== Extrait
Une des particularités de l’Irlande des années 1930 fut que la presse irlandaise et la majorité de la population eurent très rapidement plus de sympathies pour le camp nationaliste, qui était représenté et perçu comme venant à la défense de la religion catholique. Ce sentiment s’enracinait notamment dans plusieurs siècles de relations entre les hiérarchies irlandaise et espagnole de l’Église, qui dataient du temps où la formation des prêtres irlandais devait s’effectuer hors de l’île. Ainsi le père Alexander McCabe, recteur du Collège Irlandais de Salamanque est non seulement un témoin historique privilégié dont nous examinerons les actions et les écrits, mais aussi un des derniers représentants d’une longue tradition irlandaise d’éducation universitaire en théologie dans les pays catholiques du continent. Par ailleurs, l’article de Mervyn O’Driscoll et Dermot Keogh dans les Cuadernos de Historia Militar de 201319 sur l’histoire des relations militaires entre l’Irlande et l’Espagne souligne que l’arrivée des contingents de Frank Ryan et Eoin O’Duffy en Espagne était exceptionnelle dans l’histoire des relations militaires entre les deux pays. Les précédents Irlandais engagés militairement dans la péninsule ibérique étaient les « Wild Geese » et leurs descendants, issus des exils successifs de 1609 et de 1691 ; l’indépendance irlandaise ne donna pas lieu, au XX° siècle, à des relations bilatérales développées dans le domaine.
De leur côté, les auteurs irlandais engagés dans le camp républicain mettaient parfois l’accent sur les parallèles entre l’Irlande et les mouvements indépendantistes basque et catalan.
====
**Consigne a**
Extrayez de l'extrait sur les relations entre l'Irlande et l'Espagne le passage qui va de « De leur côté, les » jusqu'à « basque et catalan. » inclus.
Le texte et les enregistrements sont deux documents sans lien entre eux.
== Données d'entrée
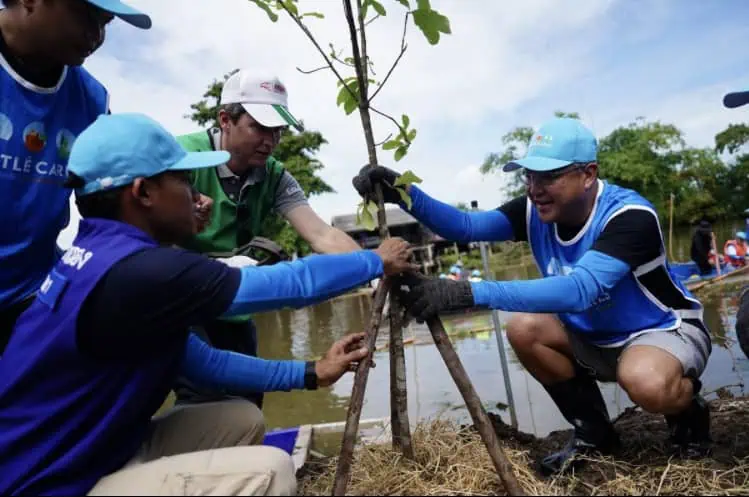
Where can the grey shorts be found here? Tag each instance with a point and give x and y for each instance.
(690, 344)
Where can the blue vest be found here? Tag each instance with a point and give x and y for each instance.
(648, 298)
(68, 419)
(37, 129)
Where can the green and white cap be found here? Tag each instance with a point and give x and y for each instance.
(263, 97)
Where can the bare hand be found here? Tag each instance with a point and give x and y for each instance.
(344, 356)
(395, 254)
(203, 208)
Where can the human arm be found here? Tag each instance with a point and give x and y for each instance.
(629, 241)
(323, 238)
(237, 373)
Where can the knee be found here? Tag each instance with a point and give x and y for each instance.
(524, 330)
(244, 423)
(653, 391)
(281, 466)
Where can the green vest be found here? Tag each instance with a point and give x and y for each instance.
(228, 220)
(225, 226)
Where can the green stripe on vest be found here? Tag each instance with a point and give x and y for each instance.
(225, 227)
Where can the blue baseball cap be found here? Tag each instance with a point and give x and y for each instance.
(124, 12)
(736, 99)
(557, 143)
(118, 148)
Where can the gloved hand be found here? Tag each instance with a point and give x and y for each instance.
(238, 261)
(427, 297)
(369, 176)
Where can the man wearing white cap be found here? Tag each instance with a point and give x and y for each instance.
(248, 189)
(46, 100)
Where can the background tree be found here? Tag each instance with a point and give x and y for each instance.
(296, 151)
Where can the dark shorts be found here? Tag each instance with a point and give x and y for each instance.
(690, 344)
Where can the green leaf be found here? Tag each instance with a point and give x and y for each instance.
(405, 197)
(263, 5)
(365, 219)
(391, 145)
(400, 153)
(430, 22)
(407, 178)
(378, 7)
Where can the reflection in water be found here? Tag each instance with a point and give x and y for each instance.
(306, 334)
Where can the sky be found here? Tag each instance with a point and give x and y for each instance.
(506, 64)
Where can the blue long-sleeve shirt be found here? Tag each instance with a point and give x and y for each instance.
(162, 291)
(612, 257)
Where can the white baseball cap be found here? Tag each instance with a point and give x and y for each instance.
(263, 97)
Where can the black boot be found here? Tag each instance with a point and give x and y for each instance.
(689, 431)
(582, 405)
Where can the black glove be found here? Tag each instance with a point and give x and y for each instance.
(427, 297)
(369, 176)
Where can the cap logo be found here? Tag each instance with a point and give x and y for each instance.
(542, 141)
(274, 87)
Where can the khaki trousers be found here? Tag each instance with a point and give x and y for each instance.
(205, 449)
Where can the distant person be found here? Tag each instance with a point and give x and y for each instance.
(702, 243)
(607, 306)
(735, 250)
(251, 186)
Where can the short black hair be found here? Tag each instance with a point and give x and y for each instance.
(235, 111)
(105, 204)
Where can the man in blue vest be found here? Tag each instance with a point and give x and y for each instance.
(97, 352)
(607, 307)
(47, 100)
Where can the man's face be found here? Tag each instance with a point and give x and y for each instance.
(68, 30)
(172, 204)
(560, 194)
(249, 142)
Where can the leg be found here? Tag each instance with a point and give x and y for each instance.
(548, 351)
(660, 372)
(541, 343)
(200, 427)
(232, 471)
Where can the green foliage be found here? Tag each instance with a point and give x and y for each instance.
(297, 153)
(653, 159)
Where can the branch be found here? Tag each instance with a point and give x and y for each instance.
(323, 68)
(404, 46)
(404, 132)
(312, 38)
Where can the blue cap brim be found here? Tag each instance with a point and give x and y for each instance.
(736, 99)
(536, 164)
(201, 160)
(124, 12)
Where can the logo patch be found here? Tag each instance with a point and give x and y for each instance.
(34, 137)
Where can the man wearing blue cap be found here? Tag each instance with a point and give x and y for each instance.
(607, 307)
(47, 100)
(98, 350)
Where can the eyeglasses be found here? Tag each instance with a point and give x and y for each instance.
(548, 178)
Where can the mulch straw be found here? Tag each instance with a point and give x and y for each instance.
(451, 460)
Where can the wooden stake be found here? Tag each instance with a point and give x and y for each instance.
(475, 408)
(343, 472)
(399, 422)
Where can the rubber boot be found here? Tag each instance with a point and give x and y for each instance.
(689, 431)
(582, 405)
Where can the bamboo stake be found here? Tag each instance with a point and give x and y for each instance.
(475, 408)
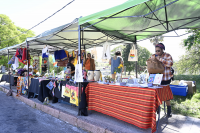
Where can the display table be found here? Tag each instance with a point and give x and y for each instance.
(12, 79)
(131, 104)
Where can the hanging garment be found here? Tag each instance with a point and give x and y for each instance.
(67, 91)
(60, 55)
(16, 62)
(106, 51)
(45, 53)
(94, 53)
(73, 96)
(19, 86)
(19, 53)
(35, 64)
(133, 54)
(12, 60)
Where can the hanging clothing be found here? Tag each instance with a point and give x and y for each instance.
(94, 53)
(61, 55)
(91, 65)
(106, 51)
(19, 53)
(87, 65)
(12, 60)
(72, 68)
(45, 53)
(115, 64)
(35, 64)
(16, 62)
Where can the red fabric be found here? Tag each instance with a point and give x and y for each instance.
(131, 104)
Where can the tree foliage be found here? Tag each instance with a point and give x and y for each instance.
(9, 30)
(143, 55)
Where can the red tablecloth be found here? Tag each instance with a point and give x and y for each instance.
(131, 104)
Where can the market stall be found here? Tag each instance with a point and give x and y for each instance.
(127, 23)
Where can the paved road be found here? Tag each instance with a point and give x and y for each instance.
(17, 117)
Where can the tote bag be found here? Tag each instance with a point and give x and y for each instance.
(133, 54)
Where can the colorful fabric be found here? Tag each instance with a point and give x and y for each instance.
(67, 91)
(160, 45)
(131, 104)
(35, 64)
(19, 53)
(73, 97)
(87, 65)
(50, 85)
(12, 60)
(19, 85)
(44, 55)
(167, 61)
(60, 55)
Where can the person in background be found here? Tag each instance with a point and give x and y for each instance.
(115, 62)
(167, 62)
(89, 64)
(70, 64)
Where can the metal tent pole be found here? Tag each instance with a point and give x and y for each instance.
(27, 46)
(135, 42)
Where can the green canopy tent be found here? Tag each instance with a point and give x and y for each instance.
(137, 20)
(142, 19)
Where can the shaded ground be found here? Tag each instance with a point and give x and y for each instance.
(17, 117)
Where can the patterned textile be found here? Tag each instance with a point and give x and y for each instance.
====
**Consigne b**
Mettez à jour les enregistrements de la ligne contenant « Where can the paved » jusqu'à la dernière ligne des enregistrements incluse, en remplaçant « tote bag » par « shopping bag » sans rien modifier d'autre. Ne donnez que ces lignes.

**Réponse a**
De leur côté, les auteurs irlandais engagés dans le camp républicain mettaient parfois l’accent sur les parallèles entre l’Irlande et les mouvements indépendantistes basque et catalan.

**Réponse b**
Where can the paved road be found here? Tag each instance with a point and give x and y for each instance.
(17, 117)
Where can the shopping bag be found here? Tag each instance with a point and give x and y for each instance.
(133, 54)
Where can the colorful fabric be found here? Tag each instance with a point and give x and y for each instance.
(67, 91)
(160, 45)
(131, 104)
(35, 64)
(19, 53)
(73, 97)
(87, 65)
(50, 85)
(12, 60)
(19, 85)
(44, 55)
(167, 61)
(60, 55)
Where can the person in background be found here? Tag each instance with a point and give x and y for each instance.
(115, 62)
(167, 62)
(89, 64)
(70, 64)
Where can the metal tent pole be found here? Tag each instance with a point and give x and y for each instance.
(27, 46)
(135, 42)
Where can the green canopy tent be found here? Tag each instance with a point and give x and y for each instance.
(137, 20)
(142, 19)
Where can the shaded ground be found here? Tag each instance with a point and give x and y for each instance.
(17, 117)
Where can the patterned textile be found here? Tag each instance with a point and give x and y for each instance.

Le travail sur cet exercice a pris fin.